- Reading passage
******************************
First up, on Friday night, I ran my first “true” Victorian Science Fiction game using the G.A.S.L.I.G.H.T. rules. The story was a parallel plot to one of Chris Palmer’s previous Venusian scenarios and involved the crew of a downed cloudship fighting off the combined forces of the lizard and parrot men while awaiting relief from four separate (and competing to some degree) European forces.

Next, on Saturday morning, there was my “Corpse & Musket” installment: “Paul Revere: Werewolf Hunter” loosely based on the graphic novel by Ed LaVallee and Grant Bond. Once again the G.A.S.L.I.G.H.T. rules were used, with some home-grown gothic horror elements.

The British close in on the bridge

This scenario had Paul Revere and a group of riflemen hunting down two werewolves and a pack of giant wolves while the colonial militia and British fought over possession of the bridge and cache of weapons. There was also a family in distress to be rescued/captured/eaten in the center of the board. Unlike the two other times I ran this game, everything came out rather balanced. The werewolves lasted until the end of the game, but didn’t run away with it (actually they lost) and the British fared better than they usually do and actually seized most of the supplies. The colonists, sat most of it out and easily occupied the bridge, keeping most of the British at bay with the riflemen under Revere’s command. Other than one militia unit taking a beating from the giant wolf pack, they came out with few casualties.

For some odd reason, and it must be an American thing, the werewolf player always runs straight for the British lines at the start of the game…

The British light infantry holds off both of the werewolves.

The grey wolf, who was dubbed “Snuggles with Danger” (its his American Indian name) by the kids in the game rolled a 20 during a melee late in the game and was quickly dispatched by the unusually lethal light troops. The black wolf was another matter: it took 4 rounds of mutual misses before he and the light troops officer mutually killed each other.

One of the player’s renditions of the “Slap-fight Heard Round the World”

By game’s end, in a “cinematic overtime round” demanded by the players, Paul Revere squared off with the British commander, General Bloodsworth (blame LaVallee & Bond for that one, not me) though hard fought, Revere emerged victorious.

That night, Noah and I teamed up again to run our Doctor Who epic “The Crash of the Byzantium” re-utilizing many of the scenic elements from the dungeon game and the VSF game. The plot followed the 5th season (new series) Doctor Who episode pretty closely and saw The Doctor, Amy Pond, River Song and a cohort of militant Anglican clerics struggling to survive in the maze of the dead while being stalked by an army of The Weeping Angels.

The Doctor and River breach the control room of the Byzantium’s primary flight deck.
******************************
- Given exercise A
In the game report, which rules were used for the Victorian Science Fiction game?

Collected data
******************************
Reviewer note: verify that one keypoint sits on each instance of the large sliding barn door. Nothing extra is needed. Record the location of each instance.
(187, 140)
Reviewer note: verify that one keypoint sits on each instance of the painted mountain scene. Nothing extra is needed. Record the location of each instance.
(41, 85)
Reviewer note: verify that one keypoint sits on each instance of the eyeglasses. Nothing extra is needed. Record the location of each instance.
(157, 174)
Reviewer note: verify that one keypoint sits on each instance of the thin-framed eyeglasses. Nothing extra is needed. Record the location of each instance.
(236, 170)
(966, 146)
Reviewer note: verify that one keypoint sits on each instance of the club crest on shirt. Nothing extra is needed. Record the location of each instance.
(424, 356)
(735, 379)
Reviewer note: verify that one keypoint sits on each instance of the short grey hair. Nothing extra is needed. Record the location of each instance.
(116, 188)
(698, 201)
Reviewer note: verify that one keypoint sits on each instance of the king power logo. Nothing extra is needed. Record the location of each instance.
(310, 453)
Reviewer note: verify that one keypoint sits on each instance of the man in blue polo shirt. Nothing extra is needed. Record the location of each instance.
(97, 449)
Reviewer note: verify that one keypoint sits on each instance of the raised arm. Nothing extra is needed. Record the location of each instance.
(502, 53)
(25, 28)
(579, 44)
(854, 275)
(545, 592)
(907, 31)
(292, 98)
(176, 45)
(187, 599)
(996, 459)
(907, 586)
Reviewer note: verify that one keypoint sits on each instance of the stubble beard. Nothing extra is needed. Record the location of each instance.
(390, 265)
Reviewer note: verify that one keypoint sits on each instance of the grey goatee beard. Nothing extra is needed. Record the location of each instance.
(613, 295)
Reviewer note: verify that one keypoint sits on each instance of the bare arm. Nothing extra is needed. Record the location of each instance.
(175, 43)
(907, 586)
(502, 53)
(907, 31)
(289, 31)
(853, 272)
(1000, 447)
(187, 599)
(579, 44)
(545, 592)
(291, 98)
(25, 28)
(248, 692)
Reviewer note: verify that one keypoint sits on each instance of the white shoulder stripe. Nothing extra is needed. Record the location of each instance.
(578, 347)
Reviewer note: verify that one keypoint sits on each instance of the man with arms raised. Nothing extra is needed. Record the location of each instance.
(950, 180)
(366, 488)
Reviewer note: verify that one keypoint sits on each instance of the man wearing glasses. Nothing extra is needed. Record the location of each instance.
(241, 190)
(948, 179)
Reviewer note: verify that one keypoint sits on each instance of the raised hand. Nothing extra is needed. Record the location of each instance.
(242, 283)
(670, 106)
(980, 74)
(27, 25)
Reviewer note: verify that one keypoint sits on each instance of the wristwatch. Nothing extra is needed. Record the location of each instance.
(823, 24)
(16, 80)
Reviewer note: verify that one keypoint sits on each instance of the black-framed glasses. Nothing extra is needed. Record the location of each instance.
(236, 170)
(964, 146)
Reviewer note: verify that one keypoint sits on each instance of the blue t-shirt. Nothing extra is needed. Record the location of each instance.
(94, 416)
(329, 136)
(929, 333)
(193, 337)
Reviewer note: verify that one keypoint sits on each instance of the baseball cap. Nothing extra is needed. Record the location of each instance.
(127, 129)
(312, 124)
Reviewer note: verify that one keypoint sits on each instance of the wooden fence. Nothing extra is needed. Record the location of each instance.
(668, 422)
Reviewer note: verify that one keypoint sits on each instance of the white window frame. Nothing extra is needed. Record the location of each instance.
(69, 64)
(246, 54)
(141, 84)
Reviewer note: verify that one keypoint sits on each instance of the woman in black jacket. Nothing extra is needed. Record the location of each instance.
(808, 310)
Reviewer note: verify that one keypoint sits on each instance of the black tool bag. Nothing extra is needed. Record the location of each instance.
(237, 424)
******************************
- Given exercise B
Turn the entries from the line with "the white window" through the last line of the entries into a numbered list, leaving out blank lines.

- Correct response A
The G.A.S.L.I.G.H.T. rules.

- Correct response B
1. Reviewer note: verify that one keypoint sits on each instance of the white window frame. Nothing extra is needed. Record the location of each instance.
2. (69, 64)
3. (246, 54)
4. (141, 84)
5. Reviewer note: verify that one keypoint sits on each instance of the woman in black jacket. Nothing extra is needed. Record the location of each instance.
6. (808, 310)
7. Reviewer note: verify that one keypoint sits on each instance of the black tool bag. Nothing extra is needed. Record the location of each instance.
8. (237, 424)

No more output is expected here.